Natural-language object grounding data:
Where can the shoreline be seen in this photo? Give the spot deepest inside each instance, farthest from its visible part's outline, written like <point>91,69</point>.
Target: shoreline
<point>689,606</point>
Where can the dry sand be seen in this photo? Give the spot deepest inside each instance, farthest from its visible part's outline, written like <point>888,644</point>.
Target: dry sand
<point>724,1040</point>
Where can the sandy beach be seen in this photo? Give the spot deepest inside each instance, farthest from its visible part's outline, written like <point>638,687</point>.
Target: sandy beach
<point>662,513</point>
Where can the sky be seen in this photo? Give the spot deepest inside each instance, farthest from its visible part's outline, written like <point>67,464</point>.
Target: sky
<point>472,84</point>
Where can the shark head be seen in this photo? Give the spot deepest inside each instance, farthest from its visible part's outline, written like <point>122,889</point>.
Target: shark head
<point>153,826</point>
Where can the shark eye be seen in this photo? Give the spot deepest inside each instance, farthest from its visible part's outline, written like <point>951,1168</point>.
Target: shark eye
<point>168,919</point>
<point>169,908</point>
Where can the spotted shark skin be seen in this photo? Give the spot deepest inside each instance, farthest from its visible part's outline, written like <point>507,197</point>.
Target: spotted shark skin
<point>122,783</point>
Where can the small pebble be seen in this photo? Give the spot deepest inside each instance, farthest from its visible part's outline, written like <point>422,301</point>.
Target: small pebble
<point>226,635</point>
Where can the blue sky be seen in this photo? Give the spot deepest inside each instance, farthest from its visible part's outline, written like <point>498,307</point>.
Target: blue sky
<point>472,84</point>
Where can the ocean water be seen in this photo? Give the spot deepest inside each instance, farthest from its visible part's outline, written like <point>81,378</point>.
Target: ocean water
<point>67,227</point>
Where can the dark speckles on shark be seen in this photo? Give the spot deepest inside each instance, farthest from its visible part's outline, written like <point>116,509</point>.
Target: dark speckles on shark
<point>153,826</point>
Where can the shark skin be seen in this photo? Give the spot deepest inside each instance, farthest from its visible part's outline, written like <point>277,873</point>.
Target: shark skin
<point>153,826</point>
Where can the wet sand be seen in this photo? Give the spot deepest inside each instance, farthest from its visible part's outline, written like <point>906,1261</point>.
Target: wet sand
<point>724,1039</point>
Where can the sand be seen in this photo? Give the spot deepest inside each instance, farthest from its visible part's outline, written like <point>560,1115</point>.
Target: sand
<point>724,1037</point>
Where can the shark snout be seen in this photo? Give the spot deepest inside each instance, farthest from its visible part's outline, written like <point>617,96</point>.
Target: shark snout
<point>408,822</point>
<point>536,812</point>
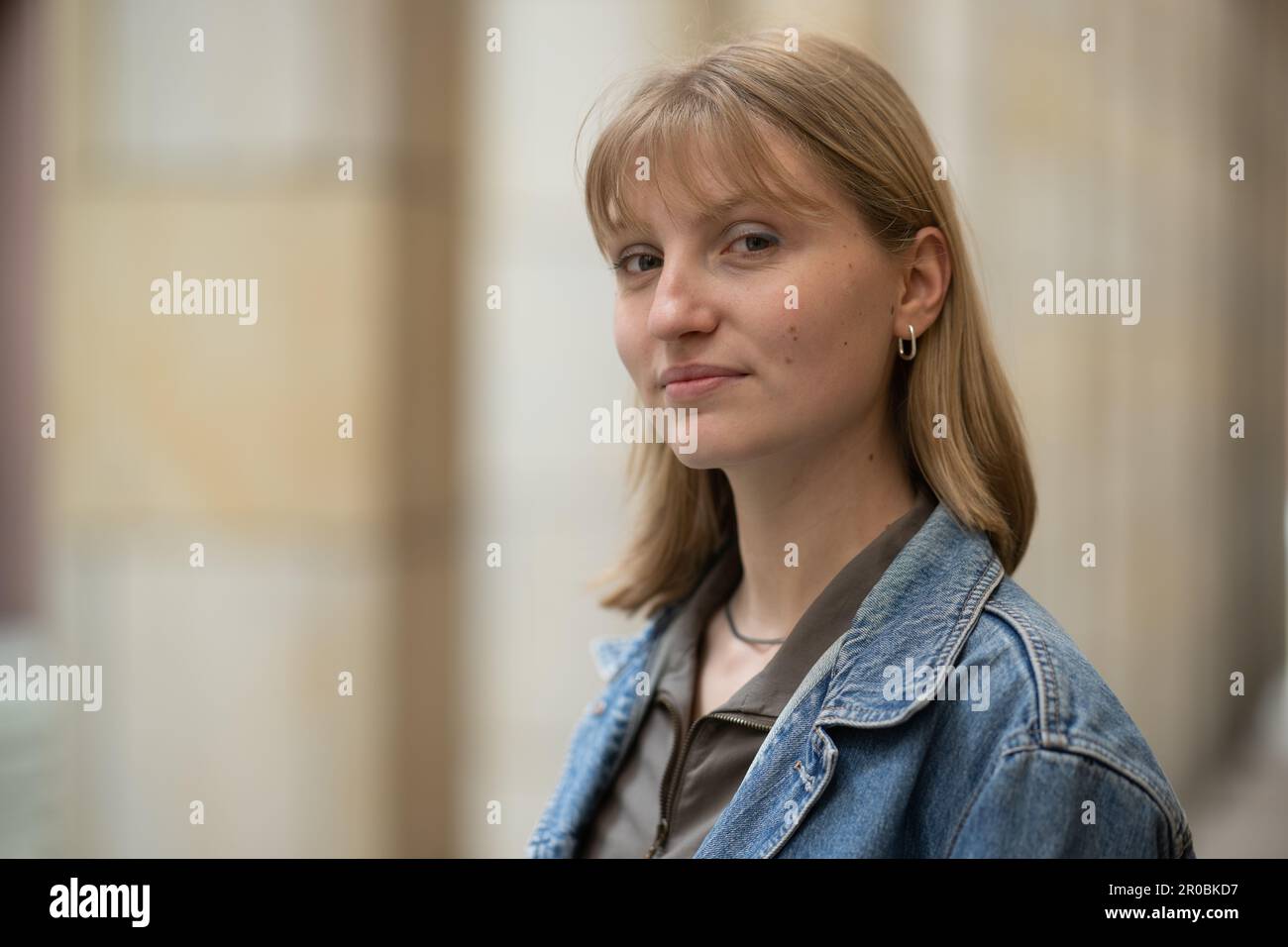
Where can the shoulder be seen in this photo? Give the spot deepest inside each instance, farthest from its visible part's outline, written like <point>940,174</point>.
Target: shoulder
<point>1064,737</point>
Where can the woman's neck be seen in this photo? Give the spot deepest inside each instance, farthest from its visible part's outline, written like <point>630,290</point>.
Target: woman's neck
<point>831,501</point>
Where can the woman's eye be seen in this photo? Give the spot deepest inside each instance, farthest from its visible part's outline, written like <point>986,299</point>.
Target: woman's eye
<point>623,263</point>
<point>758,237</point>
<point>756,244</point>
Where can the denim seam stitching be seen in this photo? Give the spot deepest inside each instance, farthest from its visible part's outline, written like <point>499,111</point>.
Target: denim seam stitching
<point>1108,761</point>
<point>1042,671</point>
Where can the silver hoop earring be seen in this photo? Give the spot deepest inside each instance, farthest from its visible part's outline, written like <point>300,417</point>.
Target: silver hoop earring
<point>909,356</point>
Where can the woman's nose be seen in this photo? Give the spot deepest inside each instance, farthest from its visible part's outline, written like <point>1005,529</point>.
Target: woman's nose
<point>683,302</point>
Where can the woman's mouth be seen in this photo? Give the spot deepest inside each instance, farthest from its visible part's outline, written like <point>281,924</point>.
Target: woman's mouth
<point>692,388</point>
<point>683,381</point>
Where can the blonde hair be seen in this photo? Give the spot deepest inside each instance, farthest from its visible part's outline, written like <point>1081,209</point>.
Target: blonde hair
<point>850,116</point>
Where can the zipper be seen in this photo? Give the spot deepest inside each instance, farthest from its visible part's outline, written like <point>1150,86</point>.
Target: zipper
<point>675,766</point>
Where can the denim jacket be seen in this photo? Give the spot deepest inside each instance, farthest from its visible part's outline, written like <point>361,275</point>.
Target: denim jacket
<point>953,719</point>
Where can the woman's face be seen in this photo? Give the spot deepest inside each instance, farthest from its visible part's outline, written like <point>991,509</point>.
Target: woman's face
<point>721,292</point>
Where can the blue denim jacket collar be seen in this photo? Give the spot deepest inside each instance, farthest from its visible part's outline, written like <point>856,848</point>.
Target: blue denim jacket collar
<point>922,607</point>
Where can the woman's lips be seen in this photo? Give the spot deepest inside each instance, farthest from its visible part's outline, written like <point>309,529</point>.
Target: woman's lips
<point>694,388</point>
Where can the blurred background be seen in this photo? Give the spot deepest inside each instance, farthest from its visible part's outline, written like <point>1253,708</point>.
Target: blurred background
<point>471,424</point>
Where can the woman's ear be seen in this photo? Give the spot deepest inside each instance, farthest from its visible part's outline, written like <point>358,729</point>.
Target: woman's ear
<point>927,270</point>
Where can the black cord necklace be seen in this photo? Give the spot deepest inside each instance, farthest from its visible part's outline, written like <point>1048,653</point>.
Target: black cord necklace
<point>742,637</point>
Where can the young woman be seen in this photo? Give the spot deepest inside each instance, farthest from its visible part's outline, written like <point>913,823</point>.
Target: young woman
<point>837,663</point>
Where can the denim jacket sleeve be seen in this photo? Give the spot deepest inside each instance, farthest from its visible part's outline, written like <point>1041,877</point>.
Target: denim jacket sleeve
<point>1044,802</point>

* * *

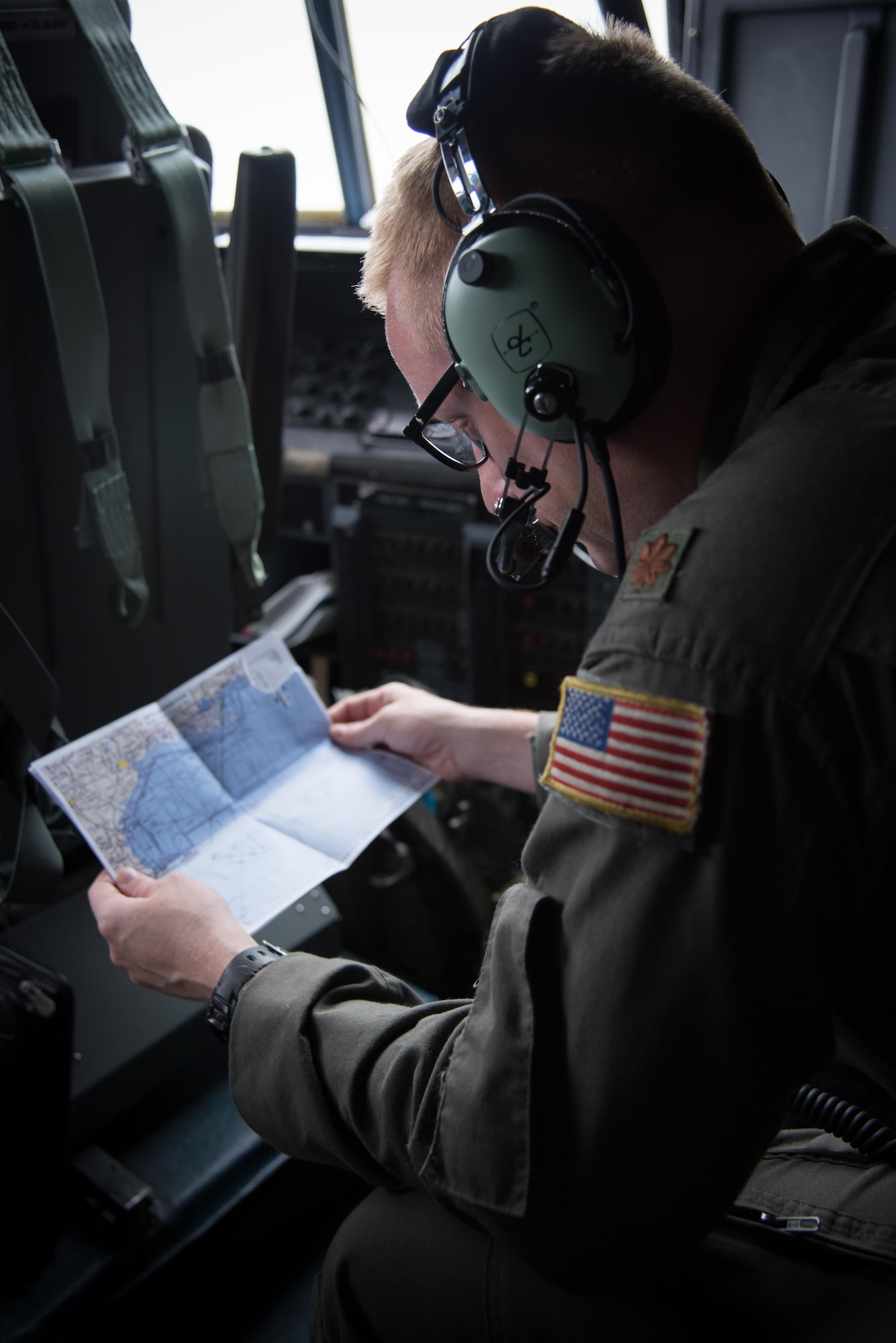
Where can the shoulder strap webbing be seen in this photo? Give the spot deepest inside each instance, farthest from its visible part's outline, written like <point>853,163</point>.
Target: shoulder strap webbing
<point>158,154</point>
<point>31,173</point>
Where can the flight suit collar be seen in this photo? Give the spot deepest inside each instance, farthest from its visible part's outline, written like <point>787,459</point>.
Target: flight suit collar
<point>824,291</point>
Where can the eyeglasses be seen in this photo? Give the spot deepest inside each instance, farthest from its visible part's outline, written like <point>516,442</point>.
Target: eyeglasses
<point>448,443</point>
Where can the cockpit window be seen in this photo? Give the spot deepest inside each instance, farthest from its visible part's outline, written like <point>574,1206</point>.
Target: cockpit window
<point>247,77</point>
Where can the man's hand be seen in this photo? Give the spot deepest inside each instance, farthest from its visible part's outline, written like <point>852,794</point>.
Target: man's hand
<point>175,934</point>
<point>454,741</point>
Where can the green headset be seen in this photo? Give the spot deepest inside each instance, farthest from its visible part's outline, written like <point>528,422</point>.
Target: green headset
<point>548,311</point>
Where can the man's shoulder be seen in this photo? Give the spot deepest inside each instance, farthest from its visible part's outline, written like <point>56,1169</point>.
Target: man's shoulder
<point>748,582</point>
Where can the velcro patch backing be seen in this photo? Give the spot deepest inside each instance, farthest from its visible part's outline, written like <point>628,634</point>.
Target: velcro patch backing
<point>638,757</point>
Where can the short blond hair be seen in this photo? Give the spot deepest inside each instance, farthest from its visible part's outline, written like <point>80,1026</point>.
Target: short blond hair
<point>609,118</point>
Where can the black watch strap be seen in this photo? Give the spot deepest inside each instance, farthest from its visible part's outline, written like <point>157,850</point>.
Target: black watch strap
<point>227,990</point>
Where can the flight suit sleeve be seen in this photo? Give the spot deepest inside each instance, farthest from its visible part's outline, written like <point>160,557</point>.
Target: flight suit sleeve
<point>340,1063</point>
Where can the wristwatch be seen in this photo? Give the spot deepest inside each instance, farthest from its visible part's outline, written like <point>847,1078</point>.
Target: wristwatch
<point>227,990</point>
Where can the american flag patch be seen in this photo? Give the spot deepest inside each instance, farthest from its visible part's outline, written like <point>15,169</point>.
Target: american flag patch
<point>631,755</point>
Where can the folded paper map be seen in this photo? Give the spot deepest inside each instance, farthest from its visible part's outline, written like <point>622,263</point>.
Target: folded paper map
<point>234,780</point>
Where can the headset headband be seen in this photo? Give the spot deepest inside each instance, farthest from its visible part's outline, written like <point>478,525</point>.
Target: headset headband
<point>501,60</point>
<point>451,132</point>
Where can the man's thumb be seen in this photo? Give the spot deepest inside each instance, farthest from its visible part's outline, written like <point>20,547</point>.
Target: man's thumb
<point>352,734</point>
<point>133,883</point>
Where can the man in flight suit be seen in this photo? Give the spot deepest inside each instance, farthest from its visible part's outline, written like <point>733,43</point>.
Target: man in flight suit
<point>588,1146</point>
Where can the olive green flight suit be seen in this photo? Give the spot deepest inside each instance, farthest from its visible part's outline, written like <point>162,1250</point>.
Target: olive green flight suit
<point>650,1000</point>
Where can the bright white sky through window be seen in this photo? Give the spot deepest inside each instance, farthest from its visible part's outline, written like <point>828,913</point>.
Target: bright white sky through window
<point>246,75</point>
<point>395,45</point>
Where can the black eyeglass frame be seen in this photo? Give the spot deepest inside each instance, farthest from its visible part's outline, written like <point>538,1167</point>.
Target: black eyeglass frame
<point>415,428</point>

WORK ITEM:
Of the lines above, extract only those from the line with "Target: woman's lips" to the line with "Where can the blurred", both included, exactly as written.

REPLY:
Target: woman's lips
<point>694,388</point>
Where can the blurred background be seen in this photo? Give the spot deepest inside each instance, farthest from its visible part's outline, written like <point>1253,708</point>.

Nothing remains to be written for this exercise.